** Written request **
Write out the full listing exactly as given, minus the images.

Point-based annotation data:
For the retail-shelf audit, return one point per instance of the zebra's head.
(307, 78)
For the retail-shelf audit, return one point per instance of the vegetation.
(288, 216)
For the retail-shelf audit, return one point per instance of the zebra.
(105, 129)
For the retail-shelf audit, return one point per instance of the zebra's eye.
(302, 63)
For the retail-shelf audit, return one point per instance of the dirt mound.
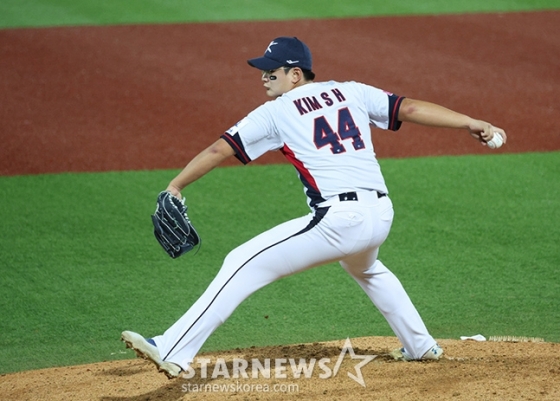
(470, 370)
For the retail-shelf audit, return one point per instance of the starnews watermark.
(277, 368)
(239, 387)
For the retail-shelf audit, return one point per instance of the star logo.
(271, 44)
(358, 378)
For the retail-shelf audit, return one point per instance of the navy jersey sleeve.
(394, 106)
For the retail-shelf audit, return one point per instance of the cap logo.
(271, 44)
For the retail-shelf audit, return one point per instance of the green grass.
(36, 13)
(475, 242)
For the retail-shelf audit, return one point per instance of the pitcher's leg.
(286, 249)
(388, 295)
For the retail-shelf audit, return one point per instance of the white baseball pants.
(350, 232)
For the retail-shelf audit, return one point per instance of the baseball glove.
(172, 226)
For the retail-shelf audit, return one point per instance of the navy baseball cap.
(284, 52)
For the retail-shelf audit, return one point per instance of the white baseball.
(496, 141)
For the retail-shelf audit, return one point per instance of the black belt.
(354, 196)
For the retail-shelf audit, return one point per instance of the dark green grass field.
(475, 238)
(475, 242)
(29, 13)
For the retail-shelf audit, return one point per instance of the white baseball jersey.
(323, 129)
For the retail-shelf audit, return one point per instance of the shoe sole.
(170, 370)
(399, 355)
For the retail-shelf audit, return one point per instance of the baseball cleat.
(146, 349)
(433, 354)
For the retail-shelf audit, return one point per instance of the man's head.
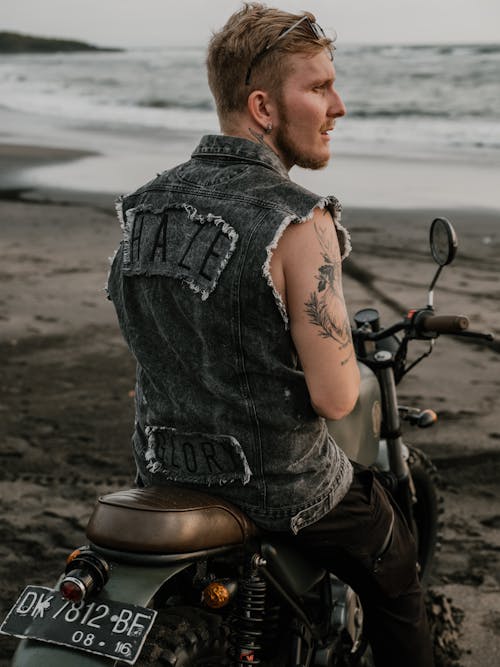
(258, 65)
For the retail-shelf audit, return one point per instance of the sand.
(67, 380)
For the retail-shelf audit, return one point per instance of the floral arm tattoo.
(325, 307)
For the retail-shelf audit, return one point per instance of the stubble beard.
(292, 153)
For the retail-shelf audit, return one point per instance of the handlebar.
(423, 324)
(441, 324)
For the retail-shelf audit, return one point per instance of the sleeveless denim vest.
(221, 401)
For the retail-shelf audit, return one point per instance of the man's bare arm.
(307, 271)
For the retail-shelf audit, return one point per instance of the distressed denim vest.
(221, 400)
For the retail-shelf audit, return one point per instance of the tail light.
(86, 574)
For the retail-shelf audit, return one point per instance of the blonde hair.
(247, 33)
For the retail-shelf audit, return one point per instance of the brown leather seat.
(166, 520)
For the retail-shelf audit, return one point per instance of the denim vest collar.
(241, 150)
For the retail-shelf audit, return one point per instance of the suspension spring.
(248, 628)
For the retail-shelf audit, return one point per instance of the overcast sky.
(189, 22)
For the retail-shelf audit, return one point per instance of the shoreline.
(67, 408)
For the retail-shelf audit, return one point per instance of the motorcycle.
(181, 578)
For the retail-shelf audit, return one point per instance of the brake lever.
(475, 334)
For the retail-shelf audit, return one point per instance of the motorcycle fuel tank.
(358, 434)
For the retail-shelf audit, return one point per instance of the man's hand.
(307, 271)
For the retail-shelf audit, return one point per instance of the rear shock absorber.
(248, 622)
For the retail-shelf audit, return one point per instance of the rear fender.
(134, 584)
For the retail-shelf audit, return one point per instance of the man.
(228, 291)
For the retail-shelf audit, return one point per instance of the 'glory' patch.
(177, 242)
(195, 457)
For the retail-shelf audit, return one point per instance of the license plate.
(113, 629)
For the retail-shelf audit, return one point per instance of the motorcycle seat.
(166, 520)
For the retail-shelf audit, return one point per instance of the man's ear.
(261, 109)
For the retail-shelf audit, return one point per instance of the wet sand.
(67, 383)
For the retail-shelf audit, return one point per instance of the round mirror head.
(443, 241)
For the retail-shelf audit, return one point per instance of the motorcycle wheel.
(185, 637)
(426, 510)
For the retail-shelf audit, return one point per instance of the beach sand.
(67, 383)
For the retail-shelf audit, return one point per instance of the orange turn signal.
(216, 595)
(74, 554)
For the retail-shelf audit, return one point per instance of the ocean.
(433, 103)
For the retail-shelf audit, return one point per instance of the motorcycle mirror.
(443, 241)
(444, 244)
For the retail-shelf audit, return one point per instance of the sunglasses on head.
(316, 30)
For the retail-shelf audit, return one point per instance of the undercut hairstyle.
(242, 43)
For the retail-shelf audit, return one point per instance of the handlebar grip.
(443, 323)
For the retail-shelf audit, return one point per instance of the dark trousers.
(355, 542)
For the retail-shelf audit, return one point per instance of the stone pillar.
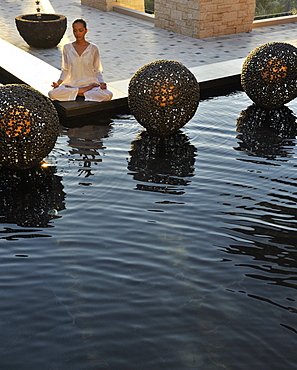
(205, 18)
(104, 5)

** Result for this exercise **
For the retail-shelf audit, return one point per instance of the zebra's head.
(307, 78)
For the retail-shelf audit, return one point per instance of the vegetation.
(288, 216)
For the retail-shelf audit, return one point per instance of the zebra.
(105, 129)
For the retail-shelf audit, return one point per instance of the zebra's eye.
(302, 63)
For the retail-shelf audit, return one point per instance of the dirt mound.
(470, 370)
For the retail-shelf audit, return one point per instance of the starnews watermark.
(277, 368)
(239, 387)
For the retail-shelf audit, return one point per instance of the star logo.
(271, 44)
(358, 378)
For the retail-shelf audit, return one point per instance of the navy jersey sleeve.
(394, 106)
For the retail-shelf audit, return one point per instance of the cap logo.
(271, 44)
For the retail-shelf audit, return one point per instance of the green grass.
(36, 13)
(475, 242)
For the retail-shelf audit, return one point per instance of the pitcher's leg.
(286, 249)
(388, 295)
For the retail-shelf audit, return one point per instance of the white baseball pants.
(350, 232)
For the retail-shelf audit, return one point per instance of the baseball glove.
(172, 226)
For the retail-shelf audit, return one point per instance of the navy baseball cap.
(284, 52)
For the retail-shelf audit, return one point per instance of the white baseball.
(496, 141)
For the retail-shelf audit, return one point per instance of the black belt.
(354, 196)
For the retail-shelf audit, return one point per instance of the dark green grass field.
(475, 238)
(475, 242)
(29, 13)
For the retail-shelf audit, return one point per instance of the white baseball jersey.
(323, 129)
For the retail-shelf audit, return one point per instance of the shoe sole.
(170, 370)
(399, 355)
For the retail-shelf audit, return one point per instance of the baseball cleat.
(146, 349)
(433, 354)
For the retail-shelf audit, return one point per instance of the man's head.
(258, 65)
For the retail-shelf audit, return one point per instance of the sand.
(67, 380)
For the retail-shelf audit, return one point per instance of the floral arm tattoo.
(325, 307)
For the retail-shelf audit, return one point per instance of the stubble beard.
(292, 153)
For the retail-shelf audit, return one point per instance of the handlebar.
(423, 324)
(441, 324)
For the retail-shelf audit, return one point per instance of the sleeveless denim vest.
(221, 401)
For the retail-shelf audit, return one point per instance of the man's bare arm.
(307, 271)
For the retail-shelf audit, return one point per instance of the distressed denim vest.
(221, 400)
For the retail-shelf audit, return one point per instance of the tail light.
(86, 574)
For the retail-shelf audit, return one point per instance of the blonde hair.
(247, 33)
For the retail-shelf audit, return one point per instance of the brown leather seat.
(166, 520)
For the retail-shelf audit, return one point per instance of the denim vest collar.
(241, 150)
For the retail-shelf audit, return one point per instance of the suspension spring.
(248, 628)
For the retail-shelf audit, return one point per instance of the overcast sky.
(189, 22)
For the retail-shelf audit, return one point per instance of the shoreline.
(67, 408)
For the retail-shelf audit, return one point per instance of the motorcycle.
(181, 578)
For the retail-shelf audit, return one point per instance of the brake lever.
(475, 334)
For the retail-shelf audit, return one point per instance of the motorcycle fuel tank.
(358, 434)
For the retail-shelf audit, return one point per instance of the man's hand.
(307, 271)
For the retail-shelf audit, return one point per instance of the rear shock absorber.
(248, 622)
For the retail-shelf audit, return one point per instance of the rear fender.
(134, 584)
For the retail-shelf audit, return one point per instance of the man.
(228, 291)
For the retail-shelf audit, return one point per instance of the 'glory' patch.
(177, 242)
(195, 457)
For the retail-shelf audit, return one point per instance of the license plate.
(113, 629)
For the retail-shelf audit, return one point per instance of the motorcycle seat.
(166, 520)
For the retail-shelf audit, return one point per instance of the man's ear.
(261, 109)
For the retail-shelf audit, return one point per instance of the wet sand.
(67, 383)
For the retail-shelf audit, return one point per instance of the round mirror head.
(443, 241)
For the retail-shelf audit, return one point per instance of the motorcycle wheel.
(185, 637)
(426, 510)
For the retail-shelf audit, return one point per instance of the beach sand.
(67, 383)
For the retail-shelf audit, return one point per instance of the orange turn signal.
(216, 595)
(74, 554)
For the retail-shelf audit, return one point per instance of the ocean.
(433, 103)
For the retail-shelf audit, return one point per instance of the motorcycle mirror.
(443, 241)
(444, 244)
For the retail-shelf audit, return one point per instance of the sunglasses on head.
(316, 30)
For the retail-shelf audit, return one point per instance of the undercut hairstyle.
(242, 43)
For the retail-shelf audit, return one point per instance of the handlebar grip.
(443, 323)
For the retail-shelf audit, return one point per instance of the dark trousers.
(355, 542)
For the retail-shelf audit, return one point per instance of the stone pillar.
(205, 18)
(104, 5)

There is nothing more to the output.